SUPPLIED PASSAGE –

--- START ---

Lol, high me is not like an ISTJ, not even close.

ISTP, maybe.


----------



## OdinsVardogr

F- yes. It's a miracle herb for any inhibitor with the right intention, but as the poster above suggested it can be easy to interpret a distorted perspective from the temporary mind state that is experienced while high. For this reason i treat it with respect as if in ceremony, where i put mind into neutral to see better as i tear through time and space.


----------



## Turlowe

Why? You holding? 

I like others don't know what being an NF has to do with it, but I love weed. I much prefer it to booze, a much more pleasant buzz and fewer health effects, plus I've never felt out of control from smoking weed, just mellow and happy (and occasionally hungry).


----------



## Johnnyoh

Hmm well when my ENFP friends are lit they become ESTP. My INFP friends becomes ISTP for sure but I don't know I gotta experiment with more types.


----------



## Falling Foxes

I wonder if Ne Fi makes it easier to accept drugs. I mean I think it does. Of course Fi values change from person to person.

My parents were hippies, I think that says it all. I don't bat an eyelid at people who smoke weed. I sometimes think when I sweat it smells like weed... I wonder if my parents smoking so much had an effect on me. ;P

I did it a couple of times and it was boring. I think I always assume drugs will help you have a good time but I'm normally having more fun when I'm sober unless everyone else is high and suddenly I'm no-longer the most immature person in the room and I don't like that responsibility. (Aaah! I have to use introverted sensing! No, get away!)


----------



## Aridela

atamagasuita said:


> Like has someone ever tried marijuana? Like, did you ever enjoyed it, being an NF?


I absolutely hate the smell.

https://www.greenrushdaily.com/2016/09/12/marijuana-smell-like-skunk/


----------



## Goetterdaemmerung

I'd rather try something like LSD or DMT.


----------



## mp2

Gotterdammerung said:


> I'd rather try something like LSD or DMT.


Both are great, but not *as* great as marijuana.


----------



## motherofdragonslover

atamagasuita said:


> Like has someone ever tried marijuana? Like, did you ever enjoyed it, being an NF?


nope


----------



## GenAmK

Lakigigar said:


> You get indeed sleepy from it. People who can't sleep well, should try it, because I believe it's better than the drugs the doctor prescribe you.

--- END ---

LIST OF TASKS –
1. From the forum thread, return the passage that begins at the words "I like others" and stops after the words "(and occasionally hungry).".
2. In the forum thread, why does OdinsVardogr treat marijuana with respect, as if in ceremony? Answer in one to three sentences.

Stored dataset items:
--- START ---

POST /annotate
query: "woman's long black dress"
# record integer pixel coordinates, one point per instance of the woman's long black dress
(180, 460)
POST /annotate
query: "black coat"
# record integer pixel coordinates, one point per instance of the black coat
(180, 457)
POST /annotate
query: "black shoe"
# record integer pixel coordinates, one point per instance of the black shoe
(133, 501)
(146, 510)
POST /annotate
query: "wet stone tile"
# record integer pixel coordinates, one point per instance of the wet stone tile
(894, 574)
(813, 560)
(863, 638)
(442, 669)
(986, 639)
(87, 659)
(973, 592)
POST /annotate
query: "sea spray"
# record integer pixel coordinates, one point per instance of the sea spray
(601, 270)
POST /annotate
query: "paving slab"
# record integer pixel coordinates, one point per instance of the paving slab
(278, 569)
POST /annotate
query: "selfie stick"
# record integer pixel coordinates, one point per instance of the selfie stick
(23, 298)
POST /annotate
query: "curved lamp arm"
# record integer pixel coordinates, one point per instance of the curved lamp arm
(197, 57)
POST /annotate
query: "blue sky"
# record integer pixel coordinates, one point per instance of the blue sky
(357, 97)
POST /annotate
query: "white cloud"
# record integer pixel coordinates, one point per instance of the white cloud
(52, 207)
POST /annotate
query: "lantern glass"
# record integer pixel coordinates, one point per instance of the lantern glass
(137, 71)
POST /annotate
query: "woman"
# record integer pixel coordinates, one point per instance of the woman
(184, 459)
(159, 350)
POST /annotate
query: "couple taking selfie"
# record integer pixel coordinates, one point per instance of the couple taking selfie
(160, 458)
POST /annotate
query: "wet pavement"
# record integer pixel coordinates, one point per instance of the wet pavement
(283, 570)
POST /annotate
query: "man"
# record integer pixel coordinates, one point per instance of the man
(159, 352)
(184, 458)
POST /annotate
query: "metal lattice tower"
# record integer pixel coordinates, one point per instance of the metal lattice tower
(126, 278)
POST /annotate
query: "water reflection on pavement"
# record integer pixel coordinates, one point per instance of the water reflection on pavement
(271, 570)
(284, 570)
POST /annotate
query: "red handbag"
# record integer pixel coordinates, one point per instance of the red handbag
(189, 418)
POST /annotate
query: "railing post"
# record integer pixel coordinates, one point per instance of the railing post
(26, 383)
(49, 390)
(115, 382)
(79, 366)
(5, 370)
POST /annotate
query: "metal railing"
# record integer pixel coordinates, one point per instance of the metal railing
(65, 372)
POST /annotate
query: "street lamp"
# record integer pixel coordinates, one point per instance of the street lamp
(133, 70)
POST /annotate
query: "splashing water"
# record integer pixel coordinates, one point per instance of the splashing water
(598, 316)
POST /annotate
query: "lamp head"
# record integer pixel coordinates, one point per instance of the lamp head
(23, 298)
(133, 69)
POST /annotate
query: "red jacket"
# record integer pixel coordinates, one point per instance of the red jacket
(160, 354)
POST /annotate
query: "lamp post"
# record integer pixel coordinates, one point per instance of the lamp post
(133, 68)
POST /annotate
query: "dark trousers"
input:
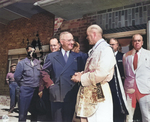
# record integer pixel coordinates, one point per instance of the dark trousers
(62, 111)
(27, 102)
(12, 90)
(118, 116)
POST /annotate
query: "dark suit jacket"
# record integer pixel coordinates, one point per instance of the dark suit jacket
(119, 58)
(64, 89)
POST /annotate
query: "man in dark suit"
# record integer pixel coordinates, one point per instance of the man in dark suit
(27, 76)
(116, 85)
(119, 56)
(61, 65)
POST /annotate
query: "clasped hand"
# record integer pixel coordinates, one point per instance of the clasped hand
(77, 77)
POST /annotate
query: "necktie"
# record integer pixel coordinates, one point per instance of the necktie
(135, 61)
(65, 56)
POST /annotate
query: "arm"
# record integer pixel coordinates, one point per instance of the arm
(44, 77)
(104, 69)
(7, 78)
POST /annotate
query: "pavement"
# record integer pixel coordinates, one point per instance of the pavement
(10, 117)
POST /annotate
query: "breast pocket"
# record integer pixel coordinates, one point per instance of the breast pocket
(28, 71)
(147, 63)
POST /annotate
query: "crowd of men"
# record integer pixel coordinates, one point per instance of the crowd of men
(101, 87)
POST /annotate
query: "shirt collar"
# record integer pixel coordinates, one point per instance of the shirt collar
(116, 52)
(63, 52)
(97, 43)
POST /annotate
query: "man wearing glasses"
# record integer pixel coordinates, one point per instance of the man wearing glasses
(61, 65)
(137, 79)
(54, 45)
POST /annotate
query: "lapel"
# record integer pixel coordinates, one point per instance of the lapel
(59, 58)
(71, 59)
(130, 56)
(27, 61)
(141, 58)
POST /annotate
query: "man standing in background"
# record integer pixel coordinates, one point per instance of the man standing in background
(61, 65)
(54, 45)
(98, 72)
(27, 75)
(116, 86)
(12, 87)
(119, 56)
(137, 79)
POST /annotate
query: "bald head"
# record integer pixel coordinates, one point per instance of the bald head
(94, 34)
(54, 45)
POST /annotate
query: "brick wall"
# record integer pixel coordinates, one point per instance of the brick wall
(15, 34)
(112, 20)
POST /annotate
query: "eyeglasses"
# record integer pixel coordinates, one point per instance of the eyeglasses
(53, 45)
(136, 40)
(69, 40)
(113, 44)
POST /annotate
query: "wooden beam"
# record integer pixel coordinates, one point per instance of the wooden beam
(21, 51)
(125, 34)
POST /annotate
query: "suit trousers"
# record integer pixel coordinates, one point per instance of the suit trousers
(144, 104)
(104, 113)
(27, 100)
(62, 111)
(12, 90)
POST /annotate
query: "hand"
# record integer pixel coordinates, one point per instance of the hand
(40, 94)
(76, 77)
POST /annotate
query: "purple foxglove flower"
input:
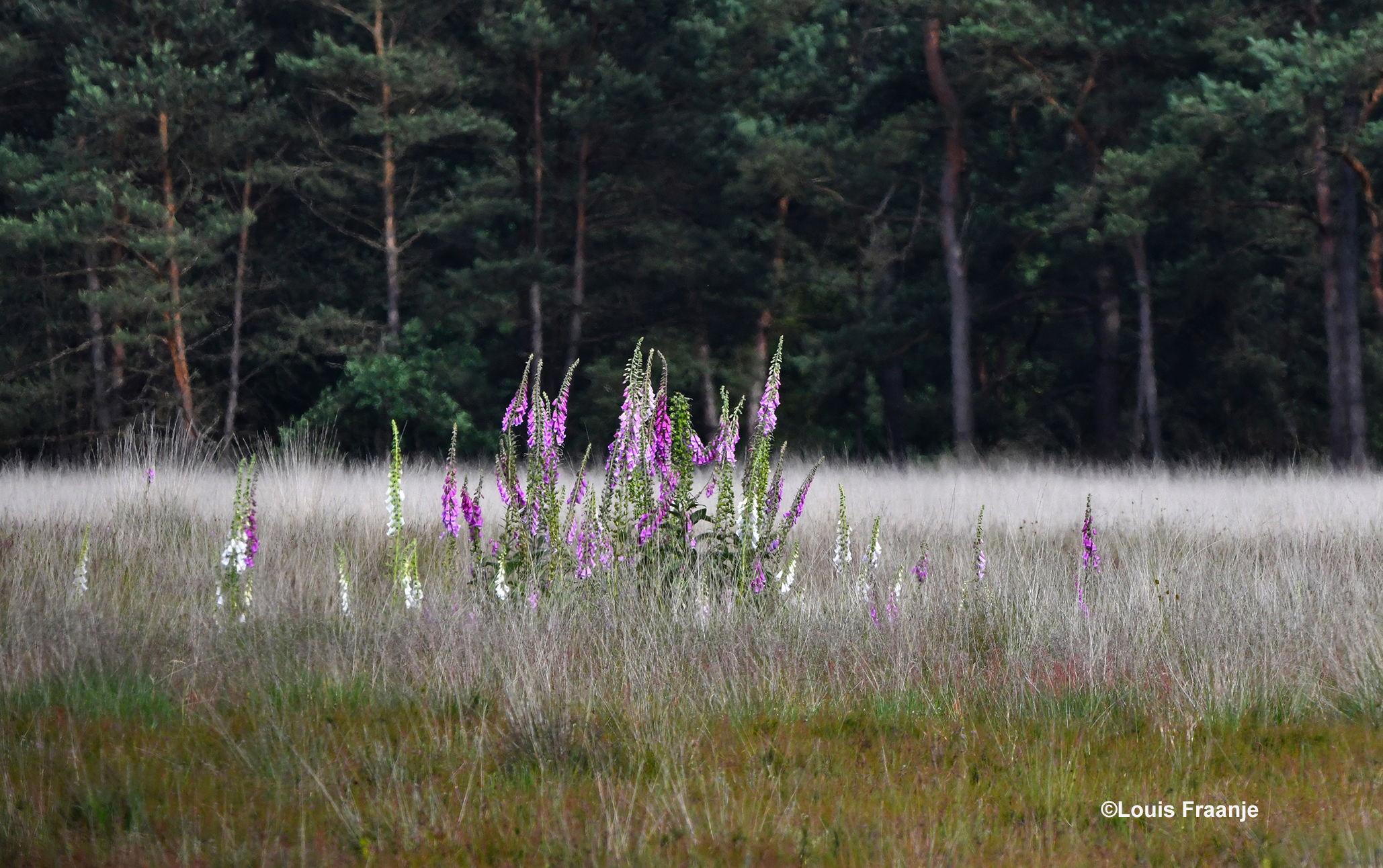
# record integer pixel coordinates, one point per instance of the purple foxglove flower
(769, 402)
(519, 405)
(470, 512)
(450, 509)
(1089, 552)
(558, 425)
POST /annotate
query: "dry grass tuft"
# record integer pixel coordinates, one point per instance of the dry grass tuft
(1232, 652)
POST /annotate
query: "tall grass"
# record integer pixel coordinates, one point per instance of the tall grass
(645, 715)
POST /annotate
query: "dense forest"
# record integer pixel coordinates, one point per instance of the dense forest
(1114, 230)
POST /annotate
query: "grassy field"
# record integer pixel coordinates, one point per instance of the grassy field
(1231, 656)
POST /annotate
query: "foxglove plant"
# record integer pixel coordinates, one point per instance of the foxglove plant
(789, 574)
(841, 556)
(409, 580)
(923, 567)
(649, 520)
(343, 580)
(235, 589)
(450, 507)
(79, 575)
(864, 585)
(394, 499)
(895, 599)
(978, 562)
(1089, 559)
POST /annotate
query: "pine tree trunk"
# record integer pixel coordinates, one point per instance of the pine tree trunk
(1347, 255)
(177, 345)
(1148, 418)
(239, 310)
(963, 413)
(1107, 367)
(536, 290)
(579, 263)
(1331, 291)
(388, 183)
(103, 408)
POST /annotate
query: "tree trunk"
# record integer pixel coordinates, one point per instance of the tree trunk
(1347, 253)
(963, 413)
(536, 290)
(116, 345)
(1107, 367)
(579, 263)
(103, 409)
(177, 345)
(392, 322)
(1331, 291)
(1148, 421)
(239, 310)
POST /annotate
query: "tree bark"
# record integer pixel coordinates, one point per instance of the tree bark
(176, 342)
(579, 263)
(1107, 368)
(233, 394)
(963, 413)
(389, 181)
(1347, 255)
(536, 290)
(1148, 418)
(103, 408)
(1331, 291)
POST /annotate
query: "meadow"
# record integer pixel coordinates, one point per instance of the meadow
(1224, 653)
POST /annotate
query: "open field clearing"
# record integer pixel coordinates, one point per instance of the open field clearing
(1231, 654)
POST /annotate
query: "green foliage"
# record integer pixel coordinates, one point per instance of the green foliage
(409, 384)
(730, 159)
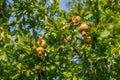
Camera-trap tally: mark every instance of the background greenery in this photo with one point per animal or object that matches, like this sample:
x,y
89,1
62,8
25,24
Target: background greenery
x,y
22,22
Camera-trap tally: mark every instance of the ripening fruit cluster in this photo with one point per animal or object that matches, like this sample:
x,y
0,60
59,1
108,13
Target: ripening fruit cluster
x,y
41,49
82,28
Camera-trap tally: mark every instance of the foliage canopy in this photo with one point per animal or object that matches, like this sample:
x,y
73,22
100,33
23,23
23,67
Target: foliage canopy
x,y
67,55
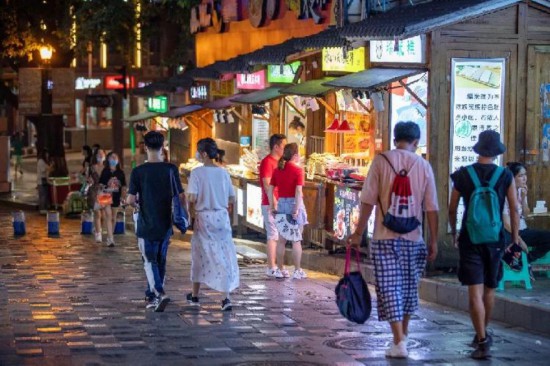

--- END ---

ANSWERS GIVEN –
1.
I like others don't know what being an NF has to do with it, but I love weed. I much prefer it to booze, a much more pleasant buzz and fewer health effects, plus I've never felt out of control from smoking weed, just mellow and happy (and occasionally hungry).

2. OdinsVardogr treats it with respect because it can be easy to interpret a distorted perspective from the temporary mind state experienced while high. In that ceremonial frame, OdinsVardogr puts the mind into neutral to see better.